**Extrait:**
══════════════════════════════

« Nous, malades, prenons la parole en faveur des soins palliatifs et d’accompagnement, qui soulagent la douleur, et appelons à refuser l’euthanasie (ou sa version préliminaire, le suicide assisté), parce qu’elle accroîtrait, au lieu de les réduire, la souffrance et l’injustice. » C’est l’appelle de Christophe Régnier, Françoise Bourlière et Christèle Périsse, touchés par une grave maladie, dans une tribune publiée par le journal Le Figaro.
Une « double mystification »
« Lanceurs d’alerte », les signataires dénoncent une « double mystification qui pèse sur le débat » : « le problème tel qu’il est posé exprime une méconnaissance de bien-portant, et sa présentation dissimule la réalité économique ».
La maladie mortelle est en fait « une puissante incitation positive à vivre », affirment-ils. Quand « le bienportant, s’imaginant que la maladie est tout le contraire de la vie, déclare parfois, de loin, qu’il lui préférera la mort ».
Demander à mourir est pour le malade « la seule façon de dire « vous me laissez trop seul », « tu ne viens pas me voir assez souvent », « est-ce que tu tiens à moi ? » », rappellent les trois signataires. Or « la loi qu’on prépare lui fera rentrer ces paroles dans la gorge et, en le forçant à ce choix faussement libre qu’il ne demande pas, l’enfermera dans la solitude », avertissent-ils (cf. Euthanasie : « Ce prétendu droit m’enlève ma dignité, et tôt ou tard, me désigne la porte »).
Certes, l’euthanasie ne sera pas obligatoire, « mais la situation du malade dépendant sera renversée », pointent Christophe Régnier, Françoise Bourlière et Christèle Périsse : « nous aurons à justifier notre volonté de vivre, devant nous-mêmes comme devant notre famille et la société ».
Une question de droits individuels ?
« Placer le débat sur le terrain des seuls droits individuels, comme s’il s’agissait de se donner contre la souffrance une assurance individuelle supplémentaire, toujours bonne à prendre quitte à ne pas l’utiliser », est une autre « mystification ».
Les signataires de la tribune dénoncent ce qui est un « faux choix », bientôt « balayé par la réalité économique ». « Car les soins palliatifs coûtent cher et l’euthanasie presque rien, alors que l’allongement de la vie promet une multiplication des cancers et de l’Alzheimer. »

══════════════════════════════

**Données affichées:**
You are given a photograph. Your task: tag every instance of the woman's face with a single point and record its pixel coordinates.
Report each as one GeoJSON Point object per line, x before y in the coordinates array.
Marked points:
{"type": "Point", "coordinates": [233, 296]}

══════════════════════════════

**Consignes:**
1. Relevez les noms de toutes les personnes qui signent la tribune présentée dans l'extrait.
2. Selon l'extrait, dans quel journal la tribune a-t-elle paru ?
3. Recopiez le passage de l'extrait qui commence par « Certes, l’euthanasie ne » et se poursuit jusqu'à « droits individuels ? ».
Ces données n'ont aucun lien avec l'extrait.

**Réponses par consigne:**
1. Christophe Régnier, Françoise Bourlière, Christèle Périsse

2. Dans Le Figaro.

3.
Certes, l’euthanasie ne sera pas obligatoire, « mais la situation du malade dépendant sera renversée », pointent Christophe Régnier, Françoise Bourlière et Christèle Périsse : « nous aurons à justifier notre volonté de vivre, devant nous-mêmes comme devant notre famille et la société ».
Une question de droits individuels ?